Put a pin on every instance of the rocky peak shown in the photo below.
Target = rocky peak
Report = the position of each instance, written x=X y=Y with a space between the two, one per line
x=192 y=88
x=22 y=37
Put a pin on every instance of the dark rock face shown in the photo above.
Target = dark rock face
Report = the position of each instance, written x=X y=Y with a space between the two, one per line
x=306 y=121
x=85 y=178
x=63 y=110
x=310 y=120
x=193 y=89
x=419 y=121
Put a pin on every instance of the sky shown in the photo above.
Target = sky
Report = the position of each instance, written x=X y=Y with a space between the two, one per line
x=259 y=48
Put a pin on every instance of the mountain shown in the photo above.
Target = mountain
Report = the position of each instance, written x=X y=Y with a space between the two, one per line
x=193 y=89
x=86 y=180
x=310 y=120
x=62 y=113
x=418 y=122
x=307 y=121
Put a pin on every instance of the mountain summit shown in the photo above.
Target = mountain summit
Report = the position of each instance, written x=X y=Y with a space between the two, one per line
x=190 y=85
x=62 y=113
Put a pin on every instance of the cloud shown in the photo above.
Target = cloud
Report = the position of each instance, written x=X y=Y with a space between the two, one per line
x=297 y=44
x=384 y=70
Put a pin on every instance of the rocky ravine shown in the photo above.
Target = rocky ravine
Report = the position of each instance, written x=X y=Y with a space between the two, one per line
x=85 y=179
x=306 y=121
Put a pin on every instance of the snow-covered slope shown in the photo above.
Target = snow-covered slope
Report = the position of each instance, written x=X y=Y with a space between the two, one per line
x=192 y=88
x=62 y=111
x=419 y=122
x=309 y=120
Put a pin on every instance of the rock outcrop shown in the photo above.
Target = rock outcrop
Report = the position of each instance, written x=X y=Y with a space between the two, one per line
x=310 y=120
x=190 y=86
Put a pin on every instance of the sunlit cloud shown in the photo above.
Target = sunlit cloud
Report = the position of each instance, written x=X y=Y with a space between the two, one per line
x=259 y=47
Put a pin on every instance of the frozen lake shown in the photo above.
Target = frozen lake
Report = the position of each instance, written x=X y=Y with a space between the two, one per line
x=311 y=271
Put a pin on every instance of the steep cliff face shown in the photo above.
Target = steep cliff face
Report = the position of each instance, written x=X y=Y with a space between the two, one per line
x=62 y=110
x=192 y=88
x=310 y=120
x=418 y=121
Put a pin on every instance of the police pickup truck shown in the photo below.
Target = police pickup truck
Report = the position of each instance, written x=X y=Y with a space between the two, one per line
──────
**WORK INSTRUCTIONS**
Extract the full set of entries word for word.

**RESULT**
Put a pin on every instance of the rocky peak shown in the photo below.
Target = rocky peak
Report = the position of each instance, written x=X y=Y with a space between the two, one per line
x=192 y=88
x=22 y=37
Put a pin on every instance of the dark rock face shown in the photo above.
Target = dark rock face
Report = the position of each instance, written x=X y=Y with a space between the two, one per line
x=306 y=121
x=85 y=178
x=63 y=110
x=310 y=120
x=193 y=89
x=419 y=121
Put a pin on every instance of the sky shown in the photo above.
Target = sky
Report = the position of each instance, written x=X y=Y with a space between the two, one per line
x=259 y=48
Put a pin on every instance of the mountain shown in the photo above.
Target = mountain
Report = the position of each instance, written x=X y=Y with a space between the two, one per line
x=193 y=89
x=86 y=180
x=310 y=120
x=62 y=113
x=418 y=122
x=307 y=121
Put a pin on every instance of the mountain summit shown in the photo above.
Target = mountain summit
Report = the position of each instance, written x=X y=Y with a space between the two, one per line
x=190 y=85
x=62 y=113
Put a pin on every instance of the cloud shown in the photo above.
Target = cloud
Report = the position of each instance, written x=X y=Y with a space between the two, one per line
x=297 y=44
x=384 y=70
Put a pin on every instance of the rocky ravine shown in the photo above.
Target = rocky ravine
Report = the position of each instance, written x=X y=Y with a space between the two, one per line
x=85 y=179
x=306 y=121
Put a pin on every instance of the snow-covered slope shown in the photo above.
Target = snow-covered slope
Report = the position of each instance, written x=X y=Y with a space between the two, one per line
x=192 y=88
x=62 y=111
x=419 y=122
x=309 y=120
Put a pin on every instance of the rock outcrop shown in the photo above.
Target = rock outcrop
Report = the position of each instance, written x=X y=Y with a space between the two, one per line
x=310 y=120
x=190 y=86
Put a pin on every instance of the sunlit cloud shown in the photo above.
Target = sunlit cloud
Report = the position of each instance, written x=X y=Y with a space between the two, one per line
x=259 y=47
Put a pin on every instance of the frozen lake shown in the photo above.
Target = frozen lake
Report = the position of each instance, written x=X y=Y with a space between the two, one per line
x=311 y=271
Put a pin on every instance of the steep cliff face shown in the photo above.
Target = steep cliff face
Report = the position of each instance, written x=X y=Y with a space between the two, one per line
x=62 y=110
x=192 y=88
x=310 y=120
x=418 y=121
Put a pin on every instance of the police pickup truck shown in the photo below.
Target = police pickup truck
Report = the position of each instance, written x=X y=Y with a space between the two, one per line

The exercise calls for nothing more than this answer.